-------- Raw data --------
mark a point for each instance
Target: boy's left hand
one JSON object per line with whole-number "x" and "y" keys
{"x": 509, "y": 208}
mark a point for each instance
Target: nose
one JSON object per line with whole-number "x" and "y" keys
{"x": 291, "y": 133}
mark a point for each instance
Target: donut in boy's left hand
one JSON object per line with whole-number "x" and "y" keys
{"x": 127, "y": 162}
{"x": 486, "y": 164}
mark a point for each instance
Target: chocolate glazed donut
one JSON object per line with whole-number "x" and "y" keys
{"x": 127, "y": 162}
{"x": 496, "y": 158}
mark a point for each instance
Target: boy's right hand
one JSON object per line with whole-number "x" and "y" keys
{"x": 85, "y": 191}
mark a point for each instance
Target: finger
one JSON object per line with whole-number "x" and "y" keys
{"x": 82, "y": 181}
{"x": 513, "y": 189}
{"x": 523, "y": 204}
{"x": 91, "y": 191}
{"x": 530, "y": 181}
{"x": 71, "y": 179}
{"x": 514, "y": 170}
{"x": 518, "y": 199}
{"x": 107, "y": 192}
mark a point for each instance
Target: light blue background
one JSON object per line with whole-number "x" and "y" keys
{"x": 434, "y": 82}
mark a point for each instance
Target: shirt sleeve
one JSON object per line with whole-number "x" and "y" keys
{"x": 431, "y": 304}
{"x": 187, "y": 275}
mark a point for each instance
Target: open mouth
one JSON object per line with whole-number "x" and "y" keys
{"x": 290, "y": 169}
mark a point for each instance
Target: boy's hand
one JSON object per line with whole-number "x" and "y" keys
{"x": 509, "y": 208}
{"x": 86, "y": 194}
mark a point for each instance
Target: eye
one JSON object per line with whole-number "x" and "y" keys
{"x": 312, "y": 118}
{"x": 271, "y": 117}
--------
-------- Raw data --------
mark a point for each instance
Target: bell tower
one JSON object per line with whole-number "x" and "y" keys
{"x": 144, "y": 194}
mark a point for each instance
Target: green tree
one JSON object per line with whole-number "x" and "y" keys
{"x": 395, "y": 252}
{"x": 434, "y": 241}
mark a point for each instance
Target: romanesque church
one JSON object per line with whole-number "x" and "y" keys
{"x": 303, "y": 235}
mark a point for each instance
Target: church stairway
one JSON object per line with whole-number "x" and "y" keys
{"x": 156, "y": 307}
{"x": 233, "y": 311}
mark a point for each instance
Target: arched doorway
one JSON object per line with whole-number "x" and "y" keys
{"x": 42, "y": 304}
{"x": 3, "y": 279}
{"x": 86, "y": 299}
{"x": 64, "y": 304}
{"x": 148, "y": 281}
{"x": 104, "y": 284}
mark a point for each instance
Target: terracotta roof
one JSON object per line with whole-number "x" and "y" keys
--------
What is being asked >> Within the data above, the span starting at the line containing "Target: donut in boy's left hand" and ending at the line containing "Target: light blue background" is to be retyped exactly, with no other lines.

Answer to the exercise >>
Target: donut in boy's left hand
one JSON object per line with whole-number "x" and "y" keys
{"x": 127, "y": 162}
{"x": 486, "y": 164}
mark a point for each instance
Target: chocolate glazed donut
one JSON object per line with whole-number "x" and "y" keys
{"x": 127, "y": 162}
{"x": 496, "y": 158}
mark a point for each instance
Target: boy's right hand
one JSON object per line with whole-number "x" and "y" keys
{"x": 85, "y": 191}
mark a point for each instance
Target: finger
one JSON object per line with whole-number "x" and "y" keys
{"x": 82, "y": 181}
{"x": 513, "y": 189}
{"x": 523, "y": 204}
{"x": 91, "y": 191}
{"x": 530, "y": 181}
{"x": 71, "y": 179}
{"x": 514, "y": 170}
{"x": 518, "y": 199}
{"x": 107, "y": 192}
mark a point for each instance
Target: light blue background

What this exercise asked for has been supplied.